--- START Data supplied ---
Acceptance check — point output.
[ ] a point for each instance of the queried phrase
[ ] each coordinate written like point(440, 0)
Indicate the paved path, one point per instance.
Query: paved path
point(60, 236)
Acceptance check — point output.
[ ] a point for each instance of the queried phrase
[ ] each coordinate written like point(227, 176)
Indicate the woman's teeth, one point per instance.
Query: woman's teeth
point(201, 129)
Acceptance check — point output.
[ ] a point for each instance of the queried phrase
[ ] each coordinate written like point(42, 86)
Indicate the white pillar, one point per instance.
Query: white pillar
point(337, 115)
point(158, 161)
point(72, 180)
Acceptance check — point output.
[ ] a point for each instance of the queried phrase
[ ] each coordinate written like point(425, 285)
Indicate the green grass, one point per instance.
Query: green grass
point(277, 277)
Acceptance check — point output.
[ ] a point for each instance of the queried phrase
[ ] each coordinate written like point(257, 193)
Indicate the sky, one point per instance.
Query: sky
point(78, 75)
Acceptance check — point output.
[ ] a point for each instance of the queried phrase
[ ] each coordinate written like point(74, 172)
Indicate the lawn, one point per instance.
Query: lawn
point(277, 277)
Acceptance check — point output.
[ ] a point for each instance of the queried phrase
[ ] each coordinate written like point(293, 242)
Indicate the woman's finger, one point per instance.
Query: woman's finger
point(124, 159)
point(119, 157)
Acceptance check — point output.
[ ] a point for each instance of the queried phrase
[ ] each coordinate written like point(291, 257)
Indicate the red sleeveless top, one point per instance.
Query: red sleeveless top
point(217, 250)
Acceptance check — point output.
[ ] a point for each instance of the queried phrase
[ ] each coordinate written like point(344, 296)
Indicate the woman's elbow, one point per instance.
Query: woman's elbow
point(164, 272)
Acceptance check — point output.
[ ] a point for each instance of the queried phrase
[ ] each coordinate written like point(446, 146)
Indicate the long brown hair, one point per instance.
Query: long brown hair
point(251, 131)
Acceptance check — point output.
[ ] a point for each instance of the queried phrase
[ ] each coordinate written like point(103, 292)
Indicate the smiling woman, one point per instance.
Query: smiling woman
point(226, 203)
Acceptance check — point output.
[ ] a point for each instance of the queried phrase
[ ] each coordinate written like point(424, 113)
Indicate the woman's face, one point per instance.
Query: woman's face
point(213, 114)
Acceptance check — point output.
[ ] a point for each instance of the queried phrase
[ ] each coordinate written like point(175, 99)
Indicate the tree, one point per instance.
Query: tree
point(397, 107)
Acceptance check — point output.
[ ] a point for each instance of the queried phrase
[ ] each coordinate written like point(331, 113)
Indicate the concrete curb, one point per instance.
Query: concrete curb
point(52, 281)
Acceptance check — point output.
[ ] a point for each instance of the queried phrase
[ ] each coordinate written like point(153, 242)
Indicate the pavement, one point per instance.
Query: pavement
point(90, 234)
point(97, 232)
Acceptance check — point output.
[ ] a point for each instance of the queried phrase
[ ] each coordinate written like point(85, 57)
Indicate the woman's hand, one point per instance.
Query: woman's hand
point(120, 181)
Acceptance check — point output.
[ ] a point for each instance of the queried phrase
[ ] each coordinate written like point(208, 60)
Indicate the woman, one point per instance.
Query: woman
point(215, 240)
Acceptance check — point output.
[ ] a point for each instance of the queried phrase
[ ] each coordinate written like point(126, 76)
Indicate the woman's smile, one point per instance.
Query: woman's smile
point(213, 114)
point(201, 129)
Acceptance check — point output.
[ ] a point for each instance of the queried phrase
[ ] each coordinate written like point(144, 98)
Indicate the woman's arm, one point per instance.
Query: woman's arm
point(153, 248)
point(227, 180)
--- END Data supplied ---
Problem details: Write out all of the entries above again, word for word, with nothing changed or left out.

Exercise answer:
Acceptance check — point output.
[ ] a point for each instance of the queried phrase
[ ] each coordinate written like point(440, 0)
Indicate the paved path, one point per instance.
Query: paved path
point(60, 236)
Acceptance check — point output.
[ ] a point for each instance of the queried phrase
[ ] each coordinate written like point(227, 176)
Indicate the woman's teeth, one point per instance.
Query: woman's teeth
point(201, 129)
Acceptance check — point output.
[ ] a point for each instance of the queried phrase
[ ] each coordinate written like point(42, 86)
Indicate the white pillar, one point per instance.
Query: white pillar
point(337, 115)
point(158, 161)
point(72, 180)
Acceptance check — point output.
[ ] a point for each instance of the queried phrase
[ ] each coordinate written like point(425, 285)
Indicate the green grass, one point per instance.
Query: green grass
point(277, 277)
Acceptance check — point output.
[ ] a point for each instance of the queried phrase
[ ] each coordinate written like point(257, 193)
Indicate the sky, one point per instance.
Query: sky
point(78, 75)
Acceptance check — point output.
[ ] a point for each instance of the queried phrase
[ ] each coordinate written like point(74, 172)
Indicate the lawn, one point per instance.
Query: lawn
point(277, 277)
Acceptance check — point output.
[ ] a point for each instance of the queried phrase
[ ] each coordinate written like point(293, 242)
Indicate the woman's finger, one point per instance.
Query: woman's finger
point(124, 159)
point(119, 157)
Acceptance check — point output.
[ ] a point for each instance of the queried phrase
[ ] each coordinate written like point(291, 257)
Indicate the red sleeveless top, one point per instance.
Query: red sleeveless top
point(217, 250)
Acceptance check — point output.
[ ] a point for each instance of the queried phrase
[ ] each coordinate written like point(344, 296)
Indicate the woman's elbow, one point per instance.
Query: woman's elbow
point(164, 272)
Acceptance check — point output.
[ ] a point for each instance of the queried phrase
[ ] each coordinate written like point(446, 146)
Indicate the long brown hair, one point per instance.
Query: long brown hair
point(251, 131)
Acceptance check — point output.
[ ] a point for each instance of the queried phrase
[ ] each coordinate written like point(103, 292)
Indicate the smiling woman, one point per instance.
Query: smiling woman
point(226, 203)
Acceptance check — point output.
[ ] a point for each instance of the queried phrase
[ ] each coordinate written like point(424, 113)
Indicate the woman's face, one point per instance.
Query: woman's face
point(213, 114)
Acceptance check — point output.
[ ] a point for each instance of the queried phrase
[ ] each coordinate written like point(175, 99)
Indicate the tree, one point per instance.
Query: tree
point(397, 107)
Acceptance check — point output.
[ ] a point for each instance of the queried phrase
[ ] each coordinate written like point(331, 113)
Indicate the concrete curb, one point per instance.
Query: concrete curb
point(52, 281)
Acceptance check — point output.
[ ] a point for each instance of the queried phrase
[ ] each coordinate written like point(153, 242)
Indicate the pavement, one point per instance.
Query: pavement
point(90, 234)
point(97, 232)
Acceptance check — point output.
[ ] a point for each instance of the queried phrase
[ ] each coordinate written like point(85, 57)
Indicate the woman's hand, one point per instance.
Query: woman's hand
point(120, 181)
Acceptance check — point output.
[ ] a point for each instance of the queried phrase
[ ] each coordinate written like point(208, 60)
Indicate the woman, one point per instance.
Query: woman
point(215, 240)
Acceptance check — point output.
[ ] a point for each instance of the queried phrase
[ ] each coordinate written like point(126, 76)
Indicate the woman's smile, one point per instance.
Query: woman's smile
point(213, 114)
point(201, 129)
Acceptance check — point output.
[ ] a point for each instance of the queried phrase
[ ] each coordinate written like point(144, 98)
Indicate the woman's arm, one point per instance.
Query: woman's arm
point(153, 248)
point(227, 180)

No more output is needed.